* **What the task requires**: Give again, unaltered, the lines of the listing below that run from the line having "Query: metal pole" through the line having "Query: woman's face".

* **Excerpted records**:

□ □ □ □ □ □ □

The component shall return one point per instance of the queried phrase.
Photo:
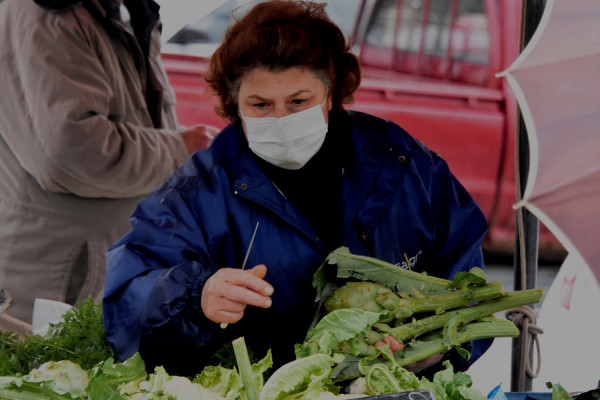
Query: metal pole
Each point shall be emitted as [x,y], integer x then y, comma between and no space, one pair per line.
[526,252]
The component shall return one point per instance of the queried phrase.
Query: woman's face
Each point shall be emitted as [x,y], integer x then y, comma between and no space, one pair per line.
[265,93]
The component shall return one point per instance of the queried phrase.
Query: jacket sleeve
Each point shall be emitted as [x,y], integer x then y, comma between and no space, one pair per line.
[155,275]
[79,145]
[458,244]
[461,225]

□ □ □ □ □ □ □

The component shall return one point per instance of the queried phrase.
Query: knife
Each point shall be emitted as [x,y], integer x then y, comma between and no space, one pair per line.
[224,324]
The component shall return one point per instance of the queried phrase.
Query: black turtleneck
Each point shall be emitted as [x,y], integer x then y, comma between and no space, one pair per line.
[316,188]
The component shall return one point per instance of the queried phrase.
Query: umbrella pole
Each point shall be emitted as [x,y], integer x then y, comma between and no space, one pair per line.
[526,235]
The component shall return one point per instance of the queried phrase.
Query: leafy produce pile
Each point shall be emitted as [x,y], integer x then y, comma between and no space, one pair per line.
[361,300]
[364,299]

□ □ □ □ □ □ □

* **Output**:
Query: metal pole
Each point shall be emitted as [x,y], integer x then y, comma between and no space, one pair per line.
[526,252]
The component shall return one point per instance of the queried phrase.
Query: woman's face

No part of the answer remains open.